In addition to the requirement that the plaintiff bystander perceive the negligent act, it appears that recovery for emotional distress resulting from injury inflicted upon another is also restricted to situations where the injury to the third party is manifest contemporaneously with the negligent act. In Jansen v. Children's Hospital Medical Center, 31 Cal.App.3d 22, 106 Cal.Rptr. 883, the mother of a five-year-old child alleged a cause of action for physical and emotional trauma caused by witnessing the progressive deterioration and ultimate death of her daughter which occurred in the hospital allegedly due to the negligence of the hospital and its staff in failing to diagnose the child's ailment. In refusing to extend the principles enunciated in Dillon, the court held that recovery by the plaintiff mother was precluded because there was no sudden and brief event which proximately caused the child's injury and which could be the subject of sensory perception by the mother. In Mobaldi v. Board of Regents of University of California, 55 Cal.App.3d 573, 127 Cal.Rptr. 720, however, the plaintiff foster mother was found to be a percipient witness to the injury inflicted upon her foster son where, while she was holding the child in her arms, he became convulsive and comatose from an improper intravenous solution negligently being administered to him by the defendant doctors. Both of these cases, which were cited approvingly by the California Supreme Court in Justus v. Atchison, supra, construe Dillon as imposing a policy limitation upon the liability for emotional distress suffered by a witness to alleged negligence by requiring that the plaintiff observe a negligent act contemporaneously causing injury to the third party.
It is clear from the preceding discussion that even were we inclined to adopt the approach taken in Dillon and the cases relying thereon, the complaint in the present case would nonetheless fail to state a cognizable cause of action. Without determining whether in fact an alleged negligent diagnosis is susceptible to sensory perception, we note that the allegations of the complaint indicate that the injuries suffered by the plaintiff's child became manifest a considerable period of time after the alleged negligence of the defendants occurred. We do not intend to minimize the injury suffered by the plaintiff; but, the result reached in this case is a recognition that liability for negligent behavior cannot be so burdensome as to transcend a reasonable degree of culpability.
Dean Prosser, although a proponent of the recognition of a cause of action for emotional distress suffered by a bystander, in suggesting certain limitations on that cause of action recognizes that "[a]dmittedly such restrictions are quite arbitrary, have no reason in themselves, and would be imposed only in order to draw a line somewhere short of undue liability; but they may be necessary in order not to `leave the liability of a negligent defendant open to undue extension by the verdict of sympathetic juries, who under our system must define and apply any general rule to the facts of the case before them.'" (Footnote omitted.) Prosser, Torts (4th Ed.) 54, p. 335.

Information given:
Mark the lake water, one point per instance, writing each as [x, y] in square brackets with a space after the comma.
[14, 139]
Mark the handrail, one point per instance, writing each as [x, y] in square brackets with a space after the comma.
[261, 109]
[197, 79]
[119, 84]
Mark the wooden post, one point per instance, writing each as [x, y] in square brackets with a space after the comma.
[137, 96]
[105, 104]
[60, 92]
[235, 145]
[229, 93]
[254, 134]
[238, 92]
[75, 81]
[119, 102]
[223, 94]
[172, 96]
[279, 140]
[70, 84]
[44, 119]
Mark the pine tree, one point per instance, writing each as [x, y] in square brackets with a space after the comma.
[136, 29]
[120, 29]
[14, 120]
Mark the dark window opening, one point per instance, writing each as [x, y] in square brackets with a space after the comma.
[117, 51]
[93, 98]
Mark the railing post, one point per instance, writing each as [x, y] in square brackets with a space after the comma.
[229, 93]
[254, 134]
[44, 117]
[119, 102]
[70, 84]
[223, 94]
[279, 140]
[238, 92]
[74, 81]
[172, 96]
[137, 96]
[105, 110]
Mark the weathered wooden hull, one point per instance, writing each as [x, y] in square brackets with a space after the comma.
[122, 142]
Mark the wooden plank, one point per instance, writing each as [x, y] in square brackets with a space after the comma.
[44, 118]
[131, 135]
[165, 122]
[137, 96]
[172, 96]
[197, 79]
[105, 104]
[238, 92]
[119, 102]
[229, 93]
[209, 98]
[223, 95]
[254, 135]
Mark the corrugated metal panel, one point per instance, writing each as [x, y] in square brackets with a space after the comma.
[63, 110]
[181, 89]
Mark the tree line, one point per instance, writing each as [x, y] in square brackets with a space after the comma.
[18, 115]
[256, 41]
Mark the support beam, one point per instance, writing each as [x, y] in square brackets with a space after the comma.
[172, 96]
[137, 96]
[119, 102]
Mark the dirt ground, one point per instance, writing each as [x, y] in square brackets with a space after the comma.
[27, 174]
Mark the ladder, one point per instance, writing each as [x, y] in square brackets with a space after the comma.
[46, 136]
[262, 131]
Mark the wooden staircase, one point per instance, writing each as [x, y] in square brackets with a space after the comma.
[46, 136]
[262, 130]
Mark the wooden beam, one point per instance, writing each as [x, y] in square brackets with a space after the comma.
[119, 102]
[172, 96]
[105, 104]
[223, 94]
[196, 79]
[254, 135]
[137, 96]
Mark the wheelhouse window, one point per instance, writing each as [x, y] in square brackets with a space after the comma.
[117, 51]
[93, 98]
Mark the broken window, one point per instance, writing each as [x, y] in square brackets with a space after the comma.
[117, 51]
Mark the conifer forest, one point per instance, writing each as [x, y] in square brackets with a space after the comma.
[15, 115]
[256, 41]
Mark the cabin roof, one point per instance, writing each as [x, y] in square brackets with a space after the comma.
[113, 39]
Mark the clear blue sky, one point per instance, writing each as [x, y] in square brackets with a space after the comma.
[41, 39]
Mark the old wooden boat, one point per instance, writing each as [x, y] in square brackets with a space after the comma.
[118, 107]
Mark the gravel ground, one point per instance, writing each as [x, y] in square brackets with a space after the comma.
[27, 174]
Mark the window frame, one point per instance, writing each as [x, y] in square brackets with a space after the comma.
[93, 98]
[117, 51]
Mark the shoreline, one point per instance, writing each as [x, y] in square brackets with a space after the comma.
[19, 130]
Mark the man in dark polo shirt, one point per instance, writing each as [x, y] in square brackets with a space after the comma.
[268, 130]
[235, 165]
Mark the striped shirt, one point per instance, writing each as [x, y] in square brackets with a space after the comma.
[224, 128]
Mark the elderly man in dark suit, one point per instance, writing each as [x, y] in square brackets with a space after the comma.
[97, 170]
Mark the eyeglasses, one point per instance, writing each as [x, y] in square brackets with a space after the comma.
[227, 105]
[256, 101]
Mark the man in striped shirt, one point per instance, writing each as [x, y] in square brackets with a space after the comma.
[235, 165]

Task brief: List every court case named in the excerpt on bystander emotional distress.

Solution to the exercise:
Jansen v. Children's Hospital Medical Center
Dillon
Mobaldi v. Board of Regents of University of California
Justus v. Atchison